▶ [Assigned task] Start at the first line of the material. Repeat each line exactly through the one containing "Outline every instance of the child", then stop.

= Beginning of Section =

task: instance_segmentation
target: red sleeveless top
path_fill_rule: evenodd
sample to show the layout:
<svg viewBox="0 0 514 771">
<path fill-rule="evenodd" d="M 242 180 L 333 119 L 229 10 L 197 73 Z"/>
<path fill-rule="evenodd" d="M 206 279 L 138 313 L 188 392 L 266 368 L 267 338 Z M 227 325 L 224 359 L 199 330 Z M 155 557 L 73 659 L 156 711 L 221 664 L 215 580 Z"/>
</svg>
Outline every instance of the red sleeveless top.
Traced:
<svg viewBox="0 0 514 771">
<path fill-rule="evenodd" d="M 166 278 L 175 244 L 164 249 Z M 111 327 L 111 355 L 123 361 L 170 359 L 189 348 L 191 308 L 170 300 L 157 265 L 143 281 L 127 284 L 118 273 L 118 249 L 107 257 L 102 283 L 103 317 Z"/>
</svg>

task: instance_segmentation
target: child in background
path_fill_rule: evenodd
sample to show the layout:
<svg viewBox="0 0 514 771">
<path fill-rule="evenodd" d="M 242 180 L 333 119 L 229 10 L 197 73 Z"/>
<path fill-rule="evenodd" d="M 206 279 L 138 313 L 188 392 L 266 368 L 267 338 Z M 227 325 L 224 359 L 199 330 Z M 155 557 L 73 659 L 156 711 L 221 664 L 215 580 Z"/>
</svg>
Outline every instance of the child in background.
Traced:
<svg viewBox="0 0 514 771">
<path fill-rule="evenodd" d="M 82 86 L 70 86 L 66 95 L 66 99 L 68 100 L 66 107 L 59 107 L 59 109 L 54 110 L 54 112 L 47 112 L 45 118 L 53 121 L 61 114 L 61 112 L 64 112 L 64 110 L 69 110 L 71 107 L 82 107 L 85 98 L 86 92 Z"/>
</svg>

= End of Section =

▶ [Exercise result]
task: instance_segmentation
target: red sleeveless top
path_fill_rule: evenodd
sample to show the layout:
<svg viewBox="0 0 514 771">
<path fill-rule="evenodd" d="M 242 180 L 333 119 L 229 10 L 197 73 Z"/>
<path fill-rule="evenodd" d="M 206 279 L 138 313 L 188 392 L 266 368 L 267 338 Z M 227 325 L 224 359 L 199 330 Z M 155 557 L 73 659 L 156 711 L 221 664 L 215 580 Z"/>
</svg>
Outline every instance of the red sleeveless top.
Traced:
<svg viewBox="0 0 514 771">
<path fill-rule="evenodd" d="M 166 278 L 175 244 L 164 249 Z M 111 327 L 111 355 L 123 361 L 170 359 L 189 348 L 191 308 L 170 300 L 157 265 L 143 281 L 127 284 L 118 273 L 118 249 L 107 257 L 102 283 L 103 317 Z"/>
</svg>

task: instance_segmentation
target: child in background
path_fill_rule: evenodd
sample to show the layout:
<svg viewBox="0 0 514 771">
<path fill-rule="evenodd" d="M 242 180 L 333 119 L 229 10 L 197 73 Z"/>
<path fill-rule="evenodd" d="M 206 279 L 138 313 L 188 392 L 266 368 L 267 338 Z M 227 325 L 224 359 L 199 330 Z M 155 557 L 73 659 L 156 711 L 221 664 L 215 580 Z"/>
</svg>
Outline every instance of the child in background.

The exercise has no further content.